# OBJECTIF 1
Recopiez le passage de l'article sur l'industrie solaire européenne compris entre « Énergie : L’Europe » et « régions du monde. », bornes incluses.
# OBJECTIF 2
D'après l'article sur l'industrie solaire européenne, que représente désormais le stock de panneaux chinois selon le cabinet Rystad Energy ?

# DOCUMENT SOURCE
-- -- --

Énergie : L’Europe s’engage à relocaliser la production de panneaux solaires

L’État actuel de l’industrie solaire européenne

Au début des années 2000, l’industrie européenne de conception de panneaux photovoltaïques a été largement éclipsée par la concurrence redoutable de la Chine. Les prix en constante baisse et la compétitivité inégalée de la Chine ont étouffé cette industrie naissante sur le Vieux Continent. Cependant, à l’ère de la transition énergétique, l’Europe s’efforce de combler son retard sans toutefois adopter des positions aussi tranchées que d’autres régions du monde.

L’impact de l’abondance de panneaux solaires chinois

La situation actuelle est paradoxale : malgré les aspirations de l’Union européenne à acquérir une « souveraineté énergétique », des millions de panneaux solaires chinois, subventionnés et exportés à des prix défiant toute concurrence, s’entassent depuis des mois dans les entrepôts européens. Selon le cabinet norvégien Rystad Energy, ce stock représente désormais deux fois la taille du marché européen en 2022. Cette abondance de panneaux chinois a mécaniquement fait chuter les prix des modules solaires, bien en dessous de leurs coûts de production, mettant ainsi en péril les quelques entreprises locales qui continuent de produire des panneaux solaires en Europe.

-- -- --

# DONNÉES BRUTES
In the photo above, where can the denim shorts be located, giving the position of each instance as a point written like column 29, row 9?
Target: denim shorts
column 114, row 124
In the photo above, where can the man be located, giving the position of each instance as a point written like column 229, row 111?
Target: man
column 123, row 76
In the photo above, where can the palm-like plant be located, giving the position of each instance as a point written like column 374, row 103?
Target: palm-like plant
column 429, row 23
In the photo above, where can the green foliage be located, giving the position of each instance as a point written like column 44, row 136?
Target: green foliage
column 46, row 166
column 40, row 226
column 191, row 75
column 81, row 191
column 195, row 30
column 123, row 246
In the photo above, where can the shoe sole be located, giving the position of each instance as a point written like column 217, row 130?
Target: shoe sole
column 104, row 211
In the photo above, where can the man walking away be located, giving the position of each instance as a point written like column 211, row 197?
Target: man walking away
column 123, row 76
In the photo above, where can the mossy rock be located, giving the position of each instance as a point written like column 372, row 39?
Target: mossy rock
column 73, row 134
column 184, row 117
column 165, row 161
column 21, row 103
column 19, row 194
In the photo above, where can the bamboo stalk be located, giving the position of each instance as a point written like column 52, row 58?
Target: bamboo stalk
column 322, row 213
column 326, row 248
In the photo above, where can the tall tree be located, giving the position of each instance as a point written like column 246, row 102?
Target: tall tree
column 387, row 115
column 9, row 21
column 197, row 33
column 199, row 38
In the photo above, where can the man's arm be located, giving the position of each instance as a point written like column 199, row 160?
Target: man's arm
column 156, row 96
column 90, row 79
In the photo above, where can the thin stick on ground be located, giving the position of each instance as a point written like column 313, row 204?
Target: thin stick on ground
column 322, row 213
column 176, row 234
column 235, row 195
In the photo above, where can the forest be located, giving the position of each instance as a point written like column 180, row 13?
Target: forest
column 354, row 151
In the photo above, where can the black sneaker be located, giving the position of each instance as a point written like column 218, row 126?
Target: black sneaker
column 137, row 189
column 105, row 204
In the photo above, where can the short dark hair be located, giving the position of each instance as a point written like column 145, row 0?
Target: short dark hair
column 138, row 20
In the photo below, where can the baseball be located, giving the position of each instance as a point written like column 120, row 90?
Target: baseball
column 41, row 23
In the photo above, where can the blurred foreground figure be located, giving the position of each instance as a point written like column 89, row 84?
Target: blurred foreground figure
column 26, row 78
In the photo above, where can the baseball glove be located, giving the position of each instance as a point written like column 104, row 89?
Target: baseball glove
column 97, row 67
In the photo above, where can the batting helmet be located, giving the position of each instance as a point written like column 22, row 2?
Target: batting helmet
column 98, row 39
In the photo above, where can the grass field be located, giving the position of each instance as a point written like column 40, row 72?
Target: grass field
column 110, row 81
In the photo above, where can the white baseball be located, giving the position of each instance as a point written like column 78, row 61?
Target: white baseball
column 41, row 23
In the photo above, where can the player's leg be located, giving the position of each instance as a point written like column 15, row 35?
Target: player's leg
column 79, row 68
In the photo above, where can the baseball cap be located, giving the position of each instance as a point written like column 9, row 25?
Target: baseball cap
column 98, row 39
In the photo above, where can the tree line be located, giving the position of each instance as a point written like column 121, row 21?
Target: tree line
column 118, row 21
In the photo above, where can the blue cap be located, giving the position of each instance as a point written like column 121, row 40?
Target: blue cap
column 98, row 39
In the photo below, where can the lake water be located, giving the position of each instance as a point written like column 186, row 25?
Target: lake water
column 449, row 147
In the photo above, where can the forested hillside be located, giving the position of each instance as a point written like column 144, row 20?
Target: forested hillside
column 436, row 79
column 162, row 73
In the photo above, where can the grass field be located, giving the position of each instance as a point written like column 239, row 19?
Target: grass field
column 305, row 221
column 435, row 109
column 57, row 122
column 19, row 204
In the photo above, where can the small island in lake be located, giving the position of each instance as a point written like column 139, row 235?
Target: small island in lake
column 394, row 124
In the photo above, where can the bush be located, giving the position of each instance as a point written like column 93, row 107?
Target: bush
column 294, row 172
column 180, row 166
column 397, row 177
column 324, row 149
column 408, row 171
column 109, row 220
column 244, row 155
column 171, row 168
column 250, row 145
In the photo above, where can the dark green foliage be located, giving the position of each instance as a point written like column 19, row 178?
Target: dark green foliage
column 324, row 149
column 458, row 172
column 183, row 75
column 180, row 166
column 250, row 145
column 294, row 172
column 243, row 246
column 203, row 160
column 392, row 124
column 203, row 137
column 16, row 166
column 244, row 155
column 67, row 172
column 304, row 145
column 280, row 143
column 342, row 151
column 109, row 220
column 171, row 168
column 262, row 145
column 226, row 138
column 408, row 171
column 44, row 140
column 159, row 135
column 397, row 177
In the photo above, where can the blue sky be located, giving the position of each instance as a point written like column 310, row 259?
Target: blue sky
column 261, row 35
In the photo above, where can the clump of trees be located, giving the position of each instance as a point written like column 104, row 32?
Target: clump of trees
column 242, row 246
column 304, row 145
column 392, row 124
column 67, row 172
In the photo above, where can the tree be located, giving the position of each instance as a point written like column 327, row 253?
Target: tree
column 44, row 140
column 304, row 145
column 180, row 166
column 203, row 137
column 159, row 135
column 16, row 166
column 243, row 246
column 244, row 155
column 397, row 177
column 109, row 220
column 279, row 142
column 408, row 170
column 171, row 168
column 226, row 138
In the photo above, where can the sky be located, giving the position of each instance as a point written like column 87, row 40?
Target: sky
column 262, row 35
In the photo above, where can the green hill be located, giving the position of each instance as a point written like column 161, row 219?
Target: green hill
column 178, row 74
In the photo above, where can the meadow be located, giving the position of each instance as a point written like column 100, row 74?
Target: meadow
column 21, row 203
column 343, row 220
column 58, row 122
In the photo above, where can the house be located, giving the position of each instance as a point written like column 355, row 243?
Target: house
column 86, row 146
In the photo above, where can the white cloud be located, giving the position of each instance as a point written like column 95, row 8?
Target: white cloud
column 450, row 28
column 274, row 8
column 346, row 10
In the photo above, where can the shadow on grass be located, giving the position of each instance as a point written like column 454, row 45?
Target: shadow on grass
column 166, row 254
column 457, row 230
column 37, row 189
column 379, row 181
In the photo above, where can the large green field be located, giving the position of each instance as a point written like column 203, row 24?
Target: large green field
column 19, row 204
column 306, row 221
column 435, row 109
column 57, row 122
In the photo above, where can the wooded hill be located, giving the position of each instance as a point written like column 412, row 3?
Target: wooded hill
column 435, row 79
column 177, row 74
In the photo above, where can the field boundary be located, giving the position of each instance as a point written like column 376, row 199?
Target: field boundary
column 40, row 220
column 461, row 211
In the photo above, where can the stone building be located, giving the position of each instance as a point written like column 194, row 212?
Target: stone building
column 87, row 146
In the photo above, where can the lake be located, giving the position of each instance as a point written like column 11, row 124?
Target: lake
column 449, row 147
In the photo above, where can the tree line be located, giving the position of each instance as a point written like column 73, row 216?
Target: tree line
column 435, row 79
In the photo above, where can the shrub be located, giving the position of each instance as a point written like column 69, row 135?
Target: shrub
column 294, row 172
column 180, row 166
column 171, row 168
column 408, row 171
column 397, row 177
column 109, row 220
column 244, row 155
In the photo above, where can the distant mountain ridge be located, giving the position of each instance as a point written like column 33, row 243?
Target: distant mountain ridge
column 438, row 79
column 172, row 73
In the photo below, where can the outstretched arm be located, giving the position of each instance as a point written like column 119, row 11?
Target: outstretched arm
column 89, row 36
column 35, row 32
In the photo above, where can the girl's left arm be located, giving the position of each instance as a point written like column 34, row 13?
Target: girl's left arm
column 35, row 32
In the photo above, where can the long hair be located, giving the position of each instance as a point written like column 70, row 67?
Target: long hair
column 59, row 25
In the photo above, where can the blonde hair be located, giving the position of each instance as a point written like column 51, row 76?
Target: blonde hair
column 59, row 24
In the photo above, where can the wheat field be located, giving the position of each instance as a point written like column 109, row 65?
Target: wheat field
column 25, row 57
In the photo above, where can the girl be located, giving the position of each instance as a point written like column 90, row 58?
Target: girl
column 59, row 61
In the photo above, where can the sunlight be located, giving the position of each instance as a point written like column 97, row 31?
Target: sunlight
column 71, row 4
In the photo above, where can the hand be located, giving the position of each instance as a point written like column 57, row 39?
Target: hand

-- -- --

# RÉSULTAT ATTENDU 1
Énergie : L’Europe s’engage à relocaliser la production de panneaux solaires

L’État actuel de l’industrie solaire européenne

Au début des années 2000, l’industrie européenne de conception de panneaux photovoltaïques a été largement éclipsée par la concurrence redoutable de la Chine. Les prix en constante baisse et la compétitivité inégalée de la Chine ont étouffé cette industrie naissante sur le Vieux Continent. Cependant, à l’ère de la transition énergétique, l’Europe s’efforce de combler son retard sans toutefois adopter des positions aussi tranchées que d’autres régions du monde.

# RÉSULTAT ATTENDU 2
Deux fois la taille du marché européen en 2022.